*Data supplied:*

--- start ---

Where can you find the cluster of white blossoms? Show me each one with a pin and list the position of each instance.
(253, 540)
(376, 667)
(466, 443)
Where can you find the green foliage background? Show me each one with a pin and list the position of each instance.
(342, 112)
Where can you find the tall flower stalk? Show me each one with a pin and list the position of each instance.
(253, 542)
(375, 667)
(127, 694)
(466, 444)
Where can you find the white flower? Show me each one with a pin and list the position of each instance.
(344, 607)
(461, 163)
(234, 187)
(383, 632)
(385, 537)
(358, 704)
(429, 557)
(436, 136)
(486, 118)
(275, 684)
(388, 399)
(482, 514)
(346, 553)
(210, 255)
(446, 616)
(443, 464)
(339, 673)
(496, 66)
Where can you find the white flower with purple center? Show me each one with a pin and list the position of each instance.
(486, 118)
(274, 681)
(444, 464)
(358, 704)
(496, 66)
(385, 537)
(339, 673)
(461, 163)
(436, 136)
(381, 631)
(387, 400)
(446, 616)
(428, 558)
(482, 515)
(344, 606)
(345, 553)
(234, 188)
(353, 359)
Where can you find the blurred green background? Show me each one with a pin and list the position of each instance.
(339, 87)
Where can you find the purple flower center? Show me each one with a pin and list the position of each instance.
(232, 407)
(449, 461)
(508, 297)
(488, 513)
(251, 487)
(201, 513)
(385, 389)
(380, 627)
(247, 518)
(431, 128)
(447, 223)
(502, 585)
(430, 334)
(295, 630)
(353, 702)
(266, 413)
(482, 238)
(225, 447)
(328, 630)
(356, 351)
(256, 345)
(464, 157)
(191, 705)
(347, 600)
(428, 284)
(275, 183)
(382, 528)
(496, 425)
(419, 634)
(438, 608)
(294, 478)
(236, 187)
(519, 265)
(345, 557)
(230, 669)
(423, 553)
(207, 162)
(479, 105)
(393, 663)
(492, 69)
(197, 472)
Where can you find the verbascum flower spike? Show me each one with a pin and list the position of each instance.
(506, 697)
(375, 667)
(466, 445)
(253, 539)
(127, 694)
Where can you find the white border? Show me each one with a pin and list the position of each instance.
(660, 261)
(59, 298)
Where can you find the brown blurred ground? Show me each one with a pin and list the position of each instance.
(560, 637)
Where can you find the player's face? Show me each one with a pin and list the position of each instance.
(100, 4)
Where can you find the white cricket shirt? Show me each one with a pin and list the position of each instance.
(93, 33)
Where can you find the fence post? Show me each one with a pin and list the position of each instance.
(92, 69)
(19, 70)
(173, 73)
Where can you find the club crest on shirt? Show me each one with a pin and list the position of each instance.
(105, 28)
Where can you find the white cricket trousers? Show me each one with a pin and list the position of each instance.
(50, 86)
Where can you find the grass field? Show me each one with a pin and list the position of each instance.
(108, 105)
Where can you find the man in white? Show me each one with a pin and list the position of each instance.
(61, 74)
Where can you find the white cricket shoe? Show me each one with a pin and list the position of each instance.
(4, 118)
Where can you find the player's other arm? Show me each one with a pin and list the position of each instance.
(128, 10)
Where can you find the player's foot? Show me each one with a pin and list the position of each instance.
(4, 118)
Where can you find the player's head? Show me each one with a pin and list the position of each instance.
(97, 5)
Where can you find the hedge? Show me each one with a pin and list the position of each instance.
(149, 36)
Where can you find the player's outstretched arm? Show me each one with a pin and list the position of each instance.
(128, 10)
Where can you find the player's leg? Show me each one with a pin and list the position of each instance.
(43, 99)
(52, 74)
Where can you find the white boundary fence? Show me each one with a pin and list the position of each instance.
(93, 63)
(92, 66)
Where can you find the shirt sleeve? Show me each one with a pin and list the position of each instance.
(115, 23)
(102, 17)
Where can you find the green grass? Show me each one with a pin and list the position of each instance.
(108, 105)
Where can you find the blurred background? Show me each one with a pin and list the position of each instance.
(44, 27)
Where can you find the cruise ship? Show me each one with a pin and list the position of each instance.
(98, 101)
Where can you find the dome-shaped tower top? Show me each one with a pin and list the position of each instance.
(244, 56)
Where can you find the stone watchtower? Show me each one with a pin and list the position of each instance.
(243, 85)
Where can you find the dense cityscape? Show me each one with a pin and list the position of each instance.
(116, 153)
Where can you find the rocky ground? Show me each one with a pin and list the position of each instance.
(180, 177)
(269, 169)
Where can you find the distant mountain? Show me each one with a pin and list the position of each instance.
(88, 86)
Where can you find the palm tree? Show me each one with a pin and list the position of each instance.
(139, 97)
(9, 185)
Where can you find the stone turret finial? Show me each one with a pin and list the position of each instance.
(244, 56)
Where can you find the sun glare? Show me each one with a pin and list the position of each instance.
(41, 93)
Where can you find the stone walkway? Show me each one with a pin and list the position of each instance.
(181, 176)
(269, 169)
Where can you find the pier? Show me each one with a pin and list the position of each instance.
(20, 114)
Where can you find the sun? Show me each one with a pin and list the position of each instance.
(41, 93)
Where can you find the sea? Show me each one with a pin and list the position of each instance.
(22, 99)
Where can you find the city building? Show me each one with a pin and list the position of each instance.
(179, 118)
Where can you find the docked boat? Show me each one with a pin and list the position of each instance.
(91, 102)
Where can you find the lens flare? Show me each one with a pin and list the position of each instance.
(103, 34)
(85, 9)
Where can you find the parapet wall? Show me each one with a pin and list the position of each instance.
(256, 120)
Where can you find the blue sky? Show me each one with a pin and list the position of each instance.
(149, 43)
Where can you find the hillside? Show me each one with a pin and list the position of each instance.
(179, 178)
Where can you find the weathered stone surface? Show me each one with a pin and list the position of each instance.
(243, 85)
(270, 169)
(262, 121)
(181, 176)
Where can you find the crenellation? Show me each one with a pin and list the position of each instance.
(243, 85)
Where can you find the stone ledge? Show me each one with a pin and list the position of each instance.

--- end ---

*Required work:*
Please copy the data above word for word, starting at the line that contains "Where can you find the crenellation?" and stopping after the last line of the data.

*Solution to this problem:*
Where can you find the crenellation? Show me each one with a pin and list the position of each instance.
(243, 85)
Where can you find the stone ledge? Show me each one with a pin and list the position of each instance.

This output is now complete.